### Data records ###

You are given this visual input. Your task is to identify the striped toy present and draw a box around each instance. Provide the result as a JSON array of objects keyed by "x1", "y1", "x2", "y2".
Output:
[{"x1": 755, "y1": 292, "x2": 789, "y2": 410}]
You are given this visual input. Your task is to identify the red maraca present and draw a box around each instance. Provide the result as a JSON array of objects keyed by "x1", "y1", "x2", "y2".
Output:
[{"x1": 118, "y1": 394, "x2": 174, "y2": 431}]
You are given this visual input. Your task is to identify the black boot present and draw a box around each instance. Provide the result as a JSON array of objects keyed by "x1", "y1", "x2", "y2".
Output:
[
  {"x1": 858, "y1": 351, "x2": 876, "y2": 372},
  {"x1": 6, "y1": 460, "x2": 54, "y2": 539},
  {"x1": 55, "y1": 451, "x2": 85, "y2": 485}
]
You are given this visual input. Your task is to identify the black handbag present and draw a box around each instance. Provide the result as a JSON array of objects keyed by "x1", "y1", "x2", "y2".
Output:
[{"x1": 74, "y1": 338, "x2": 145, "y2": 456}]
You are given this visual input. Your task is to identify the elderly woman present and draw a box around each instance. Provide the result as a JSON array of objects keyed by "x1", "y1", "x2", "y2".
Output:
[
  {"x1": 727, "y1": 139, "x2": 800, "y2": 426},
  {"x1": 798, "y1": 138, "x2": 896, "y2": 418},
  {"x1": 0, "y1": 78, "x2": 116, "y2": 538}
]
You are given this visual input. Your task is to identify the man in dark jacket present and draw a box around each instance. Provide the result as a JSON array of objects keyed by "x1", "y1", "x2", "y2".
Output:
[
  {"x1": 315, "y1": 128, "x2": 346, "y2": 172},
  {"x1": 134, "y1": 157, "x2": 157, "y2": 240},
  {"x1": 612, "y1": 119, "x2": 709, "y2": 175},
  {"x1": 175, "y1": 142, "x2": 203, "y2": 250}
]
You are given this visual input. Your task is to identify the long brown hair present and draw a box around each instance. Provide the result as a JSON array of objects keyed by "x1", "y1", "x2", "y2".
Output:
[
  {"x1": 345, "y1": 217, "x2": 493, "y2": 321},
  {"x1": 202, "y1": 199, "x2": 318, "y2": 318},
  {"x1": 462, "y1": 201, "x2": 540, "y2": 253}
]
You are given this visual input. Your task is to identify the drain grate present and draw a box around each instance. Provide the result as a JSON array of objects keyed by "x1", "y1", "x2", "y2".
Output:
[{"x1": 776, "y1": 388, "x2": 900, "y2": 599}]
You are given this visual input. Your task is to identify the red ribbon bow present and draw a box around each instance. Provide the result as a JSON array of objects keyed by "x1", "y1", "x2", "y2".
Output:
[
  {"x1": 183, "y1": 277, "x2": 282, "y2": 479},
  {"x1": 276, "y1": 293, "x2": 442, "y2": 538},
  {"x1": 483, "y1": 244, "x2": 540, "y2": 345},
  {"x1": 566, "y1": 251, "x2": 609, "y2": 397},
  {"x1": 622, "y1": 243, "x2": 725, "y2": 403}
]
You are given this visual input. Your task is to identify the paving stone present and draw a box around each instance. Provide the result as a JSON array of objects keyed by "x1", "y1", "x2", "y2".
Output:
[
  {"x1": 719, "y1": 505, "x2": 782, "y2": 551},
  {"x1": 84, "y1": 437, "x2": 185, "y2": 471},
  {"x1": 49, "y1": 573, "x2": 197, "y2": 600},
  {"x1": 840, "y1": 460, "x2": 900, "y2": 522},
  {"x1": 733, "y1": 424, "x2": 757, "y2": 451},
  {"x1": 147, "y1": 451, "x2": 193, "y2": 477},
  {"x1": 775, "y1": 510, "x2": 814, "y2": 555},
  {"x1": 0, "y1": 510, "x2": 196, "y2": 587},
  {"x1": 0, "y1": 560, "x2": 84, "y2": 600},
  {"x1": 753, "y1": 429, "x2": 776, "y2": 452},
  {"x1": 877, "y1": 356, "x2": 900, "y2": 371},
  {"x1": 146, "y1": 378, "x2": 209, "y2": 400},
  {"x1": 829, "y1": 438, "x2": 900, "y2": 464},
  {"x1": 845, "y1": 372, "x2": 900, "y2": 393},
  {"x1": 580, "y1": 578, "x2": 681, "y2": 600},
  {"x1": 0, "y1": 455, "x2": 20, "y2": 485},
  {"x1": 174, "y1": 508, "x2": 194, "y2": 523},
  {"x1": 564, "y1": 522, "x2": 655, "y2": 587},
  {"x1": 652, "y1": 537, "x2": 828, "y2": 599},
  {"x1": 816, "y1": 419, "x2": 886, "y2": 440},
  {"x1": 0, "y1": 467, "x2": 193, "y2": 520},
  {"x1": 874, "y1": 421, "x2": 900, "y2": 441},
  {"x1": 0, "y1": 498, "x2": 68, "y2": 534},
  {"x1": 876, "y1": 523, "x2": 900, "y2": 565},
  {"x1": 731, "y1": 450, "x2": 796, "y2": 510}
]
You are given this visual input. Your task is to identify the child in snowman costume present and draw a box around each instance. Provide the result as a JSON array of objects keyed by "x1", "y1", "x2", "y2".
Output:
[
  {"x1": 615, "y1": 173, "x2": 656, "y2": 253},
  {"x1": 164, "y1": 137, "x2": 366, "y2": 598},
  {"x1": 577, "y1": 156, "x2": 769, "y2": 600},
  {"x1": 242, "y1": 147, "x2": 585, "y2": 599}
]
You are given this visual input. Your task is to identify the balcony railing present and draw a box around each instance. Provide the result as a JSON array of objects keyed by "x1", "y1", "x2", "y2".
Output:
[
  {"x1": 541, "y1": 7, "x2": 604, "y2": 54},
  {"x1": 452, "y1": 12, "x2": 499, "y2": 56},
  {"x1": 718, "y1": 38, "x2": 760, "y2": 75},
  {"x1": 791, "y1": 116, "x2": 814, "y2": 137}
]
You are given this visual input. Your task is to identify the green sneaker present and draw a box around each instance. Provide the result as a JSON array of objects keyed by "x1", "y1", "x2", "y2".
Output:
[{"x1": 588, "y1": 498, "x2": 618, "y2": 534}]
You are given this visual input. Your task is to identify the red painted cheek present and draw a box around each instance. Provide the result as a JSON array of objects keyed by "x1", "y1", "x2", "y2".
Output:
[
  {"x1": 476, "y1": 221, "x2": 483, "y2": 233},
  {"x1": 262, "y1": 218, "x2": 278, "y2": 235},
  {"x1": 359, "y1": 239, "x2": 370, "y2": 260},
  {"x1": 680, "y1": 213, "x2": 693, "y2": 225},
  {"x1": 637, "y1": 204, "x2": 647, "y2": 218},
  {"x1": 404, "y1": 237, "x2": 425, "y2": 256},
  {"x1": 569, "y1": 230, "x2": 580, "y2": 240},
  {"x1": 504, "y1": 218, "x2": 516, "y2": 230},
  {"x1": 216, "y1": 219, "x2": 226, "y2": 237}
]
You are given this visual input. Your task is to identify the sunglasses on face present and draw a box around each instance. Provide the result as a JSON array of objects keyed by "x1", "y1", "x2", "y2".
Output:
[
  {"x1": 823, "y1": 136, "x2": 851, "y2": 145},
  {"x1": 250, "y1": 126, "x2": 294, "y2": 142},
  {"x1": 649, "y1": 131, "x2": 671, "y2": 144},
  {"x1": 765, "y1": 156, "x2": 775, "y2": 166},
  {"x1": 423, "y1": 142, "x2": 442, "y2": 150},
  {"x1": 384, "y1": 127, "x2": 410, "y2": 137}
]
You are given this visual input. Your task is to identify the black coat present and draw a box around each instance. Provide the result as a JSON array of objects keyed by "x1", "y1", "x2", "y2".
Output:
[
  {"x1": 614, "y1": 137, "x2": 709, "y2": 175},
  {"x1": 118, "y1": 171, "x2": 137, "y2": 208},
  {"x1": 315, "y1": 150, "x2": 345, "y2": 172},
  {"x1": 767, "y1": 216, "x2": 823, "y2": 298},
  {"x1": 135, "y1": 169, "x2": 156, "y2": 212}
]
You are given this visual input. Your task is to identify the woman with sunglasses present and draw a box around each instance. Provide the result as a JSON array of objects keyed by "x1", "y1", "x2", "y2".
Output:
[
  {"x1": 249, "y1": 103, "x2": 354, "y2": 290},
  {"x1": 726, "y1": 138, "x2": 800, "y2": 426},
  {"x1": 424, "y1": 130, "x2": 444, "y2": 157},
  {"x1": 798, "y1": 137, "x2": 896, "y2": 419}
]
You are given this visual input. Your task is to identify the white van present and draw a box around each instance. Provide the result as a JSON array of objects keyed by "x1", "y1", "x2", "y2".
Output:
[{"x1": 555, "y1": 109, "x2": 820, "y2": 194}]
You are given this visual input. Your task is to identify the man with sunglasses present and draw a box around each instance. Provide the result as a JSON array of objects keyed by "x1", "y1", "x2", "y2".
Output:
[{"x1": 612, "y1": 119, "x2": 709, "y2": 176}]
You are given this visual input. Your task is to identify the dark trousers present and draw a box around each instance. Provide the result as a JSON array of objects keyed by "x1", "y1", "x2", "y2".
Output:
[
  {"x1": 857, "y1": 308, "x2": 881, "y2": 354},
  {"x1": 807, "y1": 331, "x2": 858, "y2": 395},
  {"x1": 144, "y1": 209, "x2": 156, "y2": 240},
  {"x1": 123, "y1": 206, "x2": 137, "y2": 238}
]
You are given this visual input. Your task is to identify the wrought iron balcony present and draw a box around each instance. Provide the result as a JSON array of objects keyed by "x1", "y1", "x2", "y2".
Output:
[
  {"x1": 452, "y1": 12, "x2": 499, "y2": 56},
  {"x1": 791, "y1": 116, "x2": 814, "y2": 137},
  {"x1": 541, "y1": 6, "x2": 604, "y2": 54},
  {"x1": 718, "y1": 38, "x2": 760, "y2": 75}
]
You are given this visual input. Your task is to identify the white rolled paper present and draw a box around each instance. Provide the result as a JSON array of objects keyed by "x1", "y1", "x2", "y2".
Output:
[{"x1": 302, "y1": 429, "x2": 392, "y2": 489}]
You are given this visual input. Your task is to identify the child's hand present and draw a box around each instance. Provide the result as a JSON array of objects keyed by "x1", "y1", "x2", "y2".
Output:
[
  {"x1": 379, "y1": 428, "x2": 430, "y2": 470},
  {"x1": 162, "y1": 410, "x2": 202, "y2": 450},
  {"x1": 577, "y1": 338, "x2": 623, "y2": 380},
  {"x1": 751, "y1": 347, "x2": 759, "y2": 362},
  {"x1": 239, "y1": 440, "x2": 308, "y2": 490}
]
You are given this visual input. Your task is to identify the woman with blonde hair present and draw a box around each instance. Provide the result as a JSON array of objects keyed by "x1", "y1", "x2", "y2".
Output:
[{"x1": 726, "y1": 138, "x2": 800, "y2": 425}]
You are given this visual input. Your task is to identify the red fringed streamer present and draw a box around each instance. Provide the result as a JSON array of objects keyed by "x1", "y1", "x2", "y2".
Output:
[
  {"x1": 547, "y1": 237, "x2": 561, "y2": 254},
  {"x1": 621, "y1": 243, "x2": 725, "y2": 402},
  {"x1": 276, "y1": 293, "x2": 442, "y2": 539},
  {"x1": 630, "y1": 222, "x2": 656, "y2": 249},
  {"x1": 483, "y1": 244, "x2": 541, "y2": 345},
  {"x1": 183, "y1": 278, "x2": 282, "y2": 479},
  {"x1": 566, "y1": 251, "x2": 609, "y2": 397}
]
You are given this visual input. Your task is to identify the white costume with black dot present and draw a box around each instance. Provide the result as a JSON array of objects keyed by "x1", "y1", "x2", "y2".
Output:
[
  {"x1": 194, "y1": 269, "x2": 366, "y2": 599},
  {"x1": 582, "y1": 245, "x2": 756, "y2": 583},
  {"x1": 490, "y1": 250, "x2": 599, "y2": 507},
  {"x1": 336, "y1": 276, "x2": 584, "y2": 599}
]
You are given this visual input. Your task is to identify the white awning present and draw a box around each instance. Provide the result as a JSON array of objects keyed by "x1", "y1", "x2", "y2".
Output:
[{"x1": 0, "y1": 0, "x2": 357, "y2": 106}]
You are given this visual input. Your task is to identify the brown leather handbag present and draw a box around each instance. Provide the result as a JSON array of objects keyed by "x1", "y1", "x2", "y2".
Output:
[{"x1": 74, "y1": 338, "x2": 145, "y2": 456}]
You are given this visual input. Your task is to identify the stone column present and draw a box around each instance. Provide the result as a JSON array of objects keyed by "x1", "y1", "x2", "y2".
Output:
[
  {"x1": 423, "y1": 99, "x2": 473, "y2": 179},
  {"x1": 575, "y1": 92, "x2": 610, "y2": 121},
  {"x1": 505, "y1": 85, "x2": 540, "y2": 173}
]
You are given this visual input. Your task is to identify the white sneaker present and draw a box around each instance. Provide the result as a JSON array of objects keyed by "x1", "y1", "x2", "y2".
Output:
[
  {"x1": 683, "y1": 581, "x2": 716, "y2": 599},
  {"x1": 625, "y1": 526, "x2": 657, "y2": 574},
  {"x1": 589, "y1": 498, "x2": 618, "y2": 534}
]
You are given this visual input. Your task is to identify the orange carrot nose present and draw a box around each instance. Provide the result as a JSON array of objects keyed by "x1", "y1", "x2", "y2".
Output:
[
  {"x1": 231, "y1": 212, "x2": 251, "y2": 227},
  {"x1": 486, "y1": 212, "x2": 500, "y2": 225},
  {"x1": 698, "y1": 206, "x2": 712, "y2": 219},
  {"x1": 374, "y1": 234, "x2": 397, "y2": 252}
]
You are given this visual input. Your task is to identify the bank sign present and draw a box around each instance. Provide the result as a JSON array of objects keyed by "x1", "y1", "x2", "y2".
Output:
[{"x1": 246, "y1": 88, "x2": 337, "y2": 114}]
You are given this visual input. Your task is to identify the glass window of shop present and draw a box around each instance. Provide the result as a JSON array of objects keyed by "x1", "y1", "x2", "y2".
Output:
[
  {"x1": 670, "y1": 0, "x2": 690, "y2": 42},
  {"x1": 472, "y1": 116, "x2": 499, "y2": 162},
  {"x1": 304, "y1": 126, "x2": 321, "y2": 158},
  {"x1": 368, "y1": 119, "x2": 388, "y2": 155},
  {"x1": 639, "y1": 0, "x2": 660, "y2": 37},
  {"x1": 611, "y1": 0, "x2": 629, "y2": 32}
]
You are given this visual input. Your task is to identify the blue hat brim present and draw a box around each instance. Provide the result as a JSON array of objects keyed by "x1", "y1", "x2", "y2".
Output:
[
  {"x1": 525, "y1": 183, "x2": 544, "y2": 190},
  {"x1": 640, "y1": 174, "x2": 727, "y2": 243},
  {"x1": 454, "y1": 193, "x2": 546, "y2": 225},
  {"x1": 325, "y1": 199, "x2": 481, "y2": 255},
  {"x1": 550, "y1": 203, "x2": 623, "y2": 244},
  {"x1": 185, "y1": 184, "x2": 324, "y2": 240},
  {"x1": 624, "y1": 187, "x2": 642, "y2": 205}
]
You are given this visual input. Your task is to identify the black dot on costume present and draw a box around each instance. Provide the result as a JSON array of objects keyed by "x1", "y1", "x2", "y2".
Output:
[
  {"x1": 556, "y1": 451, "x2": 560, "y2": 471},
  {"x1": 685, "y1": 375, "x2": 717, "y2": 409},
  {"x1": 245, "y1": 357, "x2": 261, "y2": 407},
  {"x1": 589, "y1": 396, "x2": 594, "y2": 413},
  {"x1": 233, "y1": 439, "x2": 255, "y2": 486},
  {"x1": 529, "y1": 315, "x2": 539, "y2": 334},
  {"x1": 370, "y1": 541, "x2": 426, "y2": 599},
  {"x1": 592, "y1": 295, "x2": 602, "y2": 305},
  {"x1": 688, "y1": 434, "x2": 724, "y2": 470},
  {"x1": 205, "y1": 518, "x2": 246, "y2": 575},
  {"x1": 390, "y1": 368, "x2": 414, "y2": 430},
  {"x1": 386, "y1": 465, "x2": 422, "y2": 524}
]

###

**Your assignment**. Display each line of the data where "brown" occurs.

**Result of this exercise**.
You are given this visual input. Your task is to identify the long brown hair present and draw a box around each instance. Provide the result as a JSON array of objects keyed by "x1", "y1", "x2", "y2".
You are given this visual input. Your task is to identify the brown leather handbag present and draw a box around each instance. Provide the result as a JSON array of objects keyed by "x1", "y1", "x2", "y2".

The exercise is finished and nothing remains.